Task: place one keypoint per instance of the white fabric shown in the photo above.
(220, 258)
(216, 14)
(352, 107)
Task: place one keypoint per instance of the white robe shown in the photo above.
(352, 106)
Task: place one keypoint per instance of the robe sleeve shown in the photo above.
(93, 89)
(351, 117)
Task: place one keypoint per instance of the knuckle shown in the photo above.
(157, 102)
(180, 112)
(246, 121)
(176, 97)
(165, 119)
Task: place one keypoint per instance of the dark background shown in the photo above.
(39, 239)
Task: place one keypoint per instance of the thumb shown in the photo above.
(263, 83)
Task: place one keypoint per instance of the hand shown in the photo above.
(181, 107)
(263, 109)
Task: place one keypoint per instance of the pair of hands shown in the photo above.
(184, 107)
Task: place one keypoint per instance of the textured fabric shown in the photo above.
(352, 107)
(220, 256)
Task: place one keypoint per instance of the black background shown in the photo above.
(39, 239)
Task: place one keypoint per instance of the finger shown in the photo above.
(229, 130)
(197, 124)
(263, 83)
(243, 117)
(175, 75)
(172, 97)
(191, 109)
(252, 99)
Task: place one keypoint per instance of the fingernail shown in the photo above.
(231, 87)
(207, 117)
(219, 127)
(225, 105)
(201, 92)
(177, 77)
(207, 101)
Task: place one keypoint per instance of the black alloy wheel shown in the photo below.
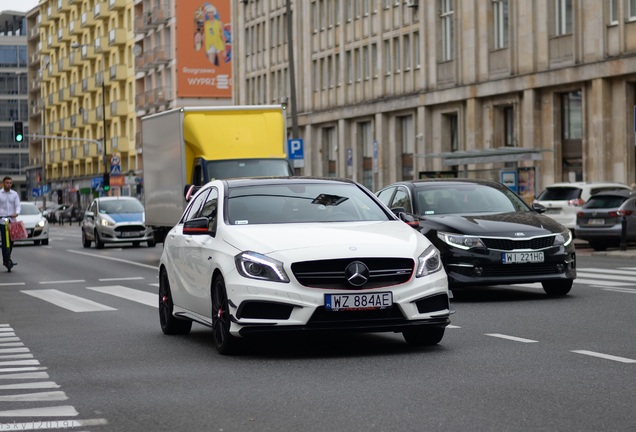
(169, 324)
(224, 342)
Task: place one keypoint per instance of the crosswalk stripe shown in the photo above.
(129, 294)
(22, 386)
(68, 301)
(35, 397)
(41, 412)
(25, 375)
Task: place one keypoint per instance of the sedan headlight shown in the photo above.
(461, 241)
(563, 239)
(257, 266)
(429, 262)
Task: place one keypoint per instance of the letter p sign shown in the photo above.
(295, 149)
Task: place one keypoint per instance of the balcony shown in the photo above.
(116, 4)
(120, 144)
(118, 73)
(87, 20)
(117, 37)
(119, 108)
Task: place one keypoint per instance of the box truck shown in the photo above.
(193, 145)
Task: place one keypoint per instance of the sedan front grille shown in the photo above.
(330, 274)
(536, 243)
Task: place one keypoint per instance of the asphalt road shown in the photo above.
(513, 359)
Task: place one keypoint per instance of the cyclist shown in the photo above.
(9, 207)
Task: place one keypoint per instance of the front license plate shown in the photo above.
(358, 301)
(521, 257)
(130, 234)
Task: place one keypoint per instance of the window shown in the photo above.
(613, 12)
(563, 16)
(448, 29)
(500, 19)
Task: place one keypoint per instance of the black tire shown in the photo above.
(426, 336)
(598, 246)
(223, 341)
(99, 244)
(557, 288)
(85, 242)
(169, 324)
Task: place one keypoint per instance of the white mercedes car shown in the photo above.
(267, 255)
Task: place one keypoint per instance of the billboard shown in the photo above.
(204, 48)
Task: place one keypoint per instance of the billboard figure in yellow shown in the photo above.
(214, 37)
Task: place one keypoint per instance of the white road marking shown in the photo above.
(53, 424)
(129, 294)
(25, 375)
(41, 412)
(113, 259)
(22, 386)
(512, 338)
(23, 369)
(61, 282)
(35, 397)
(68, 301)
(605, 356)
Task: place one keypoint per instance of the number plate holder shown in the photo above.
(522, 257)
(358, 301)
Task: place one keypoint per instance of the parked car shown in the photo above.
(599, 221)
(271, 255)
(115, 220)
(487, 235)
(35, 223)
(563, 200)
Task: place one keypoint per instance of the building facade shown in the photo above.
(83, 69)
(14, 156)
(387, 90)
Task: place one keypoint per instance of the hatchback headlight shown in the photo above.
(257, 266)
(563, 239)
(429, 262)
(461, 241)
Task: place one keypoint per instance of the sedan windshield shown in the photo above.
(466, 199)
(301, 203)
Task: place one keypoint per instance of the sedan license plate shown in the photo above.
(521, 257)
(358, 301)
(130, 234)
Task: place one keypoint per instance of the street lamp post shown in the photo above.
(104, 161)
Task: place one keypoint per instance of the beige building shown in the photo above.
(81, 78)
(400, 89)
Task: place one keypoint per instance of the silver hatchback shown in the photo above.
(115, 220)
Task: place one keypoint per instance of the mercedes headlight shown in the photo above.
(429, 262)
(461, 241)
(257, 266)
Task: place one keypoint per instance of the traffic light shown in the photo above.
(18, 133)
(106, 186)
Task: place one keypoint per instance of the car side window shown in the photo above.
(193, 211)
(402, 199)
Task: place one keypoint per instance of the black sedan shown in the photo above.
(487, 235)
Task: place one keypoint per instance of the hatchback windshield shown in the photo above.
(121, 206)
(298, 202)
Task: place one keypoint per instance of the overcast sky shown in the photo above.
(18, 5)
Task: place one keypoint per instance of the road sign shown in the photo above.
(295, 150)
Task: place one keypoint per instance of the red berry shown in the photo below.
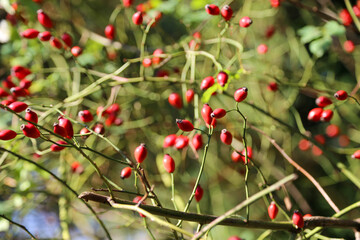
(126, 172)
(235, 156)
(189, 95)
(197, 141)
(185, 125)
(273, 210)
(181, 142)
(349, 46)
(3, 93)
(298, 220)
(315, 114)
(110, 31)
(332, 130)
(137, 18)
(31, 116)
(147, 62)
(30, 33)
(25, 84)
(275, 3)
(341, 95)
(59, 130)
(156, 60)
(55, 42)
(304, 145)
(199, 192)
(18, 106)
(67, 39)
(56, 147)
(128, 3)
(30, 130)
(207, 82)
(67, 125)
(212, 9)
(85, 132)
(226, 12)
(44, 19)
(245, 22)
(99, 128)
(20, 72)
(262, 49)
(205, 113)
(345, 17)
(272, 87)
(226, 137)
(140, 153)
(19, 92)
(76, 51)
(7, 134)
(169, 163)
(356, 154)
(85, 116)
(175, 100)
(44, 36)
(76, 167)
(218, 113)
(326, 115)
(323, 101)
(240, 94)
(169, 140)
(222, 78)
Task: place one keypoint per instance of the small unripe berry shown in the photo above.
(140, 153)
(137, 18)
(323, 101)
(85, 116)
(226, 137)
(57, 148)
(207, 82)
(7, 134)
(189, 95)
(31, 116)
(169, 140)
(30, 130)
(226, 12)
(245, 22)
(30, 33)
(44, 19)
(212, 9)
(240, 94)
(175, 100)
(273, 210)
(126, 172)
(197, 141)
(315, 114)
(298, 220)
(110, 31)
(199, 192)
(185, 125)
(169, 163)
(341, 95)
(218, 113)
(222, 78)
(18, 106)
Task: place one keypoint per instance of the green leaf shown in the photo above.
(319, 46)
(207, 94)
(333, 28)
(309, 33)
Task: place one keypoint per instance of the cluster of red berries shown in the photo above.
(45, 20)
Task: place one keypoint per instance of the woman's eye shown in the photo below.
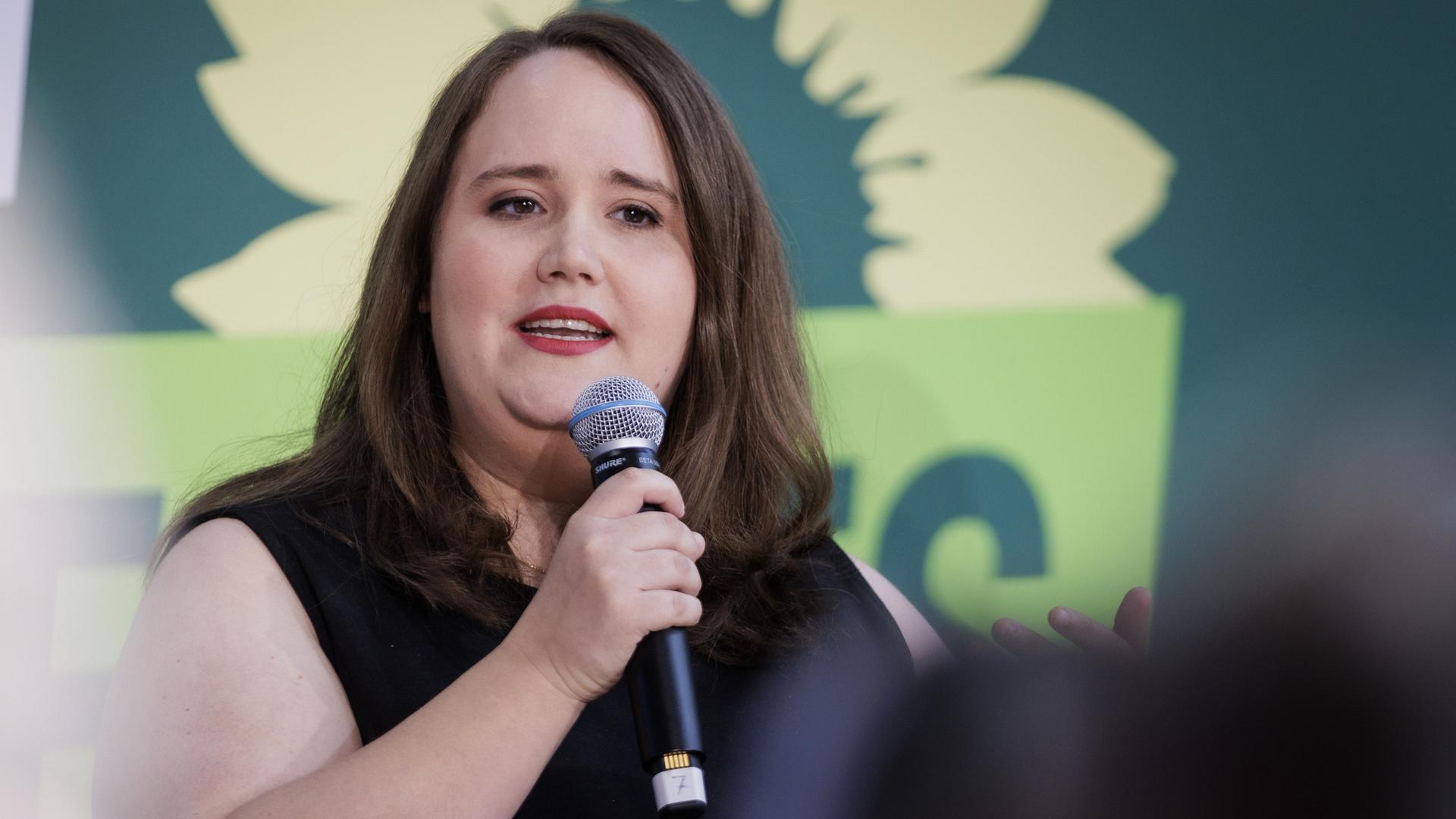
(516, 206)
(638, 216)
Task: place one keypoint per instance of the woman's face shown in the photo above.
(561, 256)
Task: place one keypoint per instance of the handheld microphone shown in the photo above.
(618, 423)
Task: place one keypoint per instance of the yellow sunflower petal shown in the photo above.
(299, 278)
(1025, 191)
(325, 99)
(900, 50)
(324, 96)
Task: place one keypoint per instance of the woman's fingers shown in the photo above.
(666, 569)
(664, 610)
(660, 531)
(1088, 634)
(1021, 640)
(1133, 618)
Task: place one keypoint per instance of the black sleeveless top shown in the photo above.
(772, 732)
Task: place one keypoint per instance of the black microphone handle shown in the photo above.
(660, 681)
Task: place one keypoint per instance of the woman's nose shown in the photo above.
(571, 254)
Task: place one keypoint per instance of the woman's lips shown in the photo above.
(561, 346)
(565, 343)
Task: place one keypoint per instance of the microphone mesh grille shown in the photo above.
(610, 423)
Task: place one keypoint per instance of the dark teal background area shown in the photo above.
(1310, 210)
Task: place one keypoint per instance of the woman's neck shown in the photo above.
(533, 493)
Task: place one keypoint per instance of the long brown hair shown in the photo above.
(742, 441)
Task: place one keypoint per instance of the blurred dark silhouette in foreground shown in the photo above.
(1310, 672)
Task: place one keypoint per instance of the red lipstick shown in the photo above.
(563, 346)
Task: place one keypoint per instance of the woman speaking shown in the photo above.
(428, 611)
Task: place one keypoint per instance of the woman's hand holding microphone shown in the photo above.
(617, 576)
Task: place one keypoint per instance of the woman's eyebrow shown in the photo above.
(619, 177)
(541, 172)
(548, 174)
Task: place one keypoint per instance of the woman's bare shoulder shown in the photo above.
(927, 649)
(221, 691)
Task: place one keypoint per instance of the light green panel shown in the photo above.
(1079, 403)
(153, 411)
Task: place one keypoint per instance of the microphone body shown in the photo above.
(660, 684)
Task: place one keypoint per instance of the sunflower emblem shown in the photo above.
(981, 190)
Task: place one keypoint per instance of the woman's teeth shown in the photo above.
(565, 330)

--*--

▶ [Task description]: The line containing "Task: place one keypoint per instance of the woman's fingers" and every line after it, through the end of the records, should be repeated exactly and alone.

▶ [Written answer]:
Task: place one keypoint per instance of the woman's fingers shown in the photo above.
(666, 569)
(664, 610)
(660, 531)
(1088, 634)
(1021, 640)
(1133, 618)
Task: place one keypoint per instance of the black sleeveless top shown in the photo above.
(772, 732)
Task: place one keypoint per instance of the black microphone handle shown in the photo above.
(660, 681)
Task: place one keypoint per instance of the woman's nose shown in the photo above.
(571, 254)
Task: place one keypoint per instance of the woman's lips shown in the photo above.
(561, 346)
(565, 343)
Task: place one keypoint per instance of the microphone mesh grille shown in the photo above.
(610, 423)
Task: place one keypoint per instance of the dark teal background area shown in the photo above.
(1310, 210)
Task: place one keypoint per instance of the woman's neck shown in the photo above.
(533, 493)
Task: place one keypoint per instance of the long brown hair shown in the photo above.
(742, 441)
Task: place one keypoint per instance of the blurred dark silhouette in foreground shown in the photo above.
(1310, 672)
Task: place one keypoint per instance of the red lipstick shown in the photo above.
(563, 346)
Task: place one keypoint per instance of the woman speaking shown in the photo above.
(428, 611)
Task: place one keypoint per instance of the woman's hand holding microphone shown in the photo above.
(617, 576)
Task: place one keypoint per instance of the woman's eyebrow shown in the photo above.
(619, 177)
(541, 172)
(548, 174)
Task: place one keypoint per instance of the woman's bare shoulder shown in the photo above.
(927, 649)
(221, 691)
Task: place one keypoint per instance of the light green panel shown in the photo above.
(1079, 403)
(153, 411)
Task: place one keypoint per instance of the microphone body shown in the photo above.
(660, 684)
Task: place one keypoint per instance of the sunflower emblem shown in the photo above.
(981, 190)
Task: place one keypoint per instance of the woman's teeth shown in the photo above.
(565, 330)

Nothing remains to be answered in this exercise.